§ **TEXT TO READ**
>>>>

[alife] CFP - The Workshop on Multiagent Interaction Networks at AAMAS 2013

Samarth Swarup samarth.swarup at gmail.com
Wed Dec 19 08:18:53 PST 2012


Apologies for cross-posting

*Call for Papers*

The Workshop on Multiagent Interaction Networks (MAIN) will be held in 
conjunction with the Twelfth International Conference on Autonomous 
Agents and Multiagent Systems (AAMAS)

May 6 or 7, 2013, Saint Paul, Minnesota, USA.

http://staff.vbi.vt.edu/swarup/main/

------------------------------------------------------------------------
Important Dates
------------------------------------------------------------------------
Paper submission deadline: Jan 30, 2013
Notification of acceptance: Mar 8, 2013
Final version due: Mar 12, 2013
Workshop on MAIN: May 6 or 7, 2013

------------------------------------------------------------------------
Workshop Theme
------------------------------------------------------------------------
A network representation is very useful in both designing and analyzing 
multiagent systems. While simple theoretical models have been used for a 
while, like Erdos-Renyi random graphs, Watts-Strogatz small-world 
networks, and the Barabasi-Albert preferential attachment model, we are 
now seeing increasing application of detailed data-driven models, such 
as social contact networks obtained by combining multiple data sources, 
or networks induced from social media like Twitter and Facebook. 
Networks also offer a compact representation of complex (designed) 
multiagent systems, offering a new perspective on analysis of outcomes 
(e.g. simulation outcomes).

A network perspective also offers new opportunities for application of 
multiagent systems technology. Social science domains like epidemiology 
(including social epidemics like the spread of obesity, the spread of 
smoking, etc.) use social network data, but with very simple agent 
models, often consisting of a single variable. While it is well known 
that modeling human behavior is essential to these problems, little has 
been done on this front. Multiagent systems techniques have much to 
contribute here.

<<<<

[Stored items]

>>>>

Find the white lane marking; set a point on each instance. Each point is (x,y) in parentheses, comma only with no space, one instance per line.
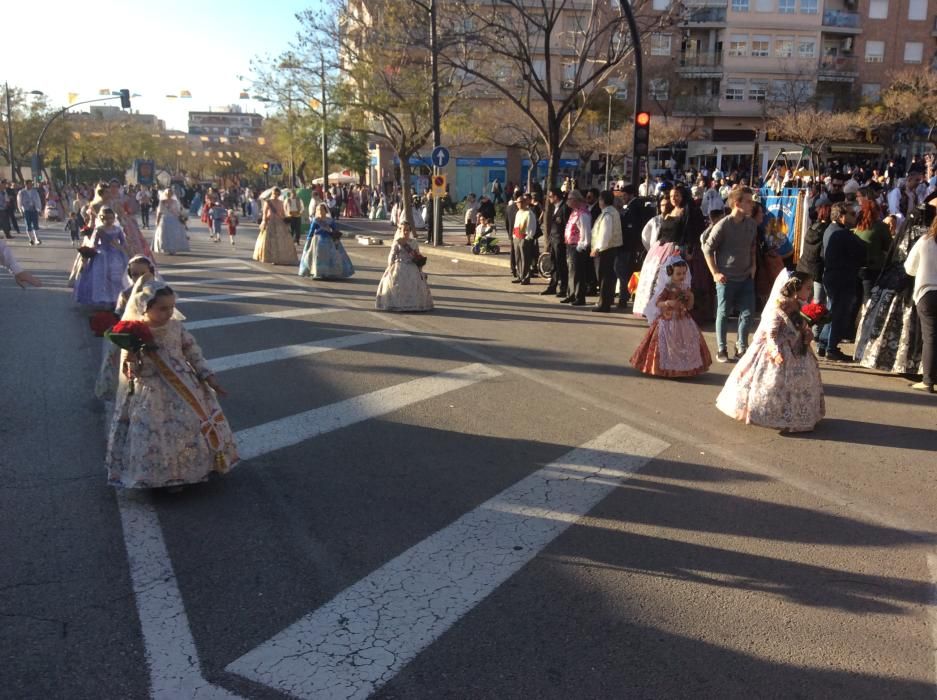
(286,352)
(363,637)
(932,612)
(175,671)
(255,318)
(240,295)
(227,280)
(261,439)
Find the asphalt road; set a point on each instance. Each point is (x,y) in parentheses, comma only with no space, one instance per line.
(481,502)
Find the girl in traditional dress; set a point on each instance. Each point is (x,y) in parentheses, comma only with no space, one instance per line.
(403,286)
(324,256)
(101,277)
(105,387)
(168,428)
(274,244)
(673,346)
(680,229)
(136,243)
(777,382)
(171,236)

<<<<

§ **TO-DO LIST**
1 – In the workshop call for papers, what is the deadline for paper submissions?
2 – Retype a passage from the workshop call for papers word for word, beginning at the words "Apologies for cross-posting" and stopping after "Paul, Minnesota, USA.".
3 – Write what comes next in the workshop call for papers, picking up after its last sentence.
The material has no connection to the workshop call for papers.

§ **THE REPLIES**
1 – Jan 30, 2013

2 –
Apologies for cross-posting

*Call for Papers*

The Workshop on Multiagent Interaction Networks (MAIN) will be held in 
conjunction with the Twelfth International Conference on Autonomous 
Agents and Multiagent Systems (AAMAS)

May 6 or 7, 2013, Saint Paul, Minnesota, USA.

3 –
The goal of this workshop is to bring the network perspective to the 
forefront in the design and analysis of multiagent systems. We invite 
contributions from multiagent modelers, researchers in network science, 
and researchers in computational social science, with a focus on how 
network science might be used to improve the design of multiagent 
systems (by generating more realistic interaction structure, e.g.), and 
their analysis (some outcomes are best explained from a network 
perspective, e.g., time to consensus).

------------------------------------------------------------------------
Topics
------------------------------------------------------------------------
Papers are invited on topics including, but not limited to, the following:

  * Contagion processes on networks
      o Social contagion
      o Emergence of norms
      o Influence maximization
      o Virtual agents, agent-human contagion
  * Game theory on networks
      o Network interdiction games
      o Competing contagions
      o Contagion blocking
  * Networks in artificial social systems and simulations
      o Agent communication networks
      o Spatial interaction networks
      o Relation between structure and dynamics
  * Online networks
      o Using social media for tracking social contagion, etc.
      o Crowdsourcing
      o Massively Multiplayer Online Games (MMOG)
  * Data mining and machine learning on networked datasets
  * Social media analytics



------------------------------------------------------------------------
Submissions
------------------------------------------------------------------------
Submissions can be of up to 8 pages in length, in the AAMAS format (see 
formatting instructions on the AAMAS site). Reviewing will be single-blind.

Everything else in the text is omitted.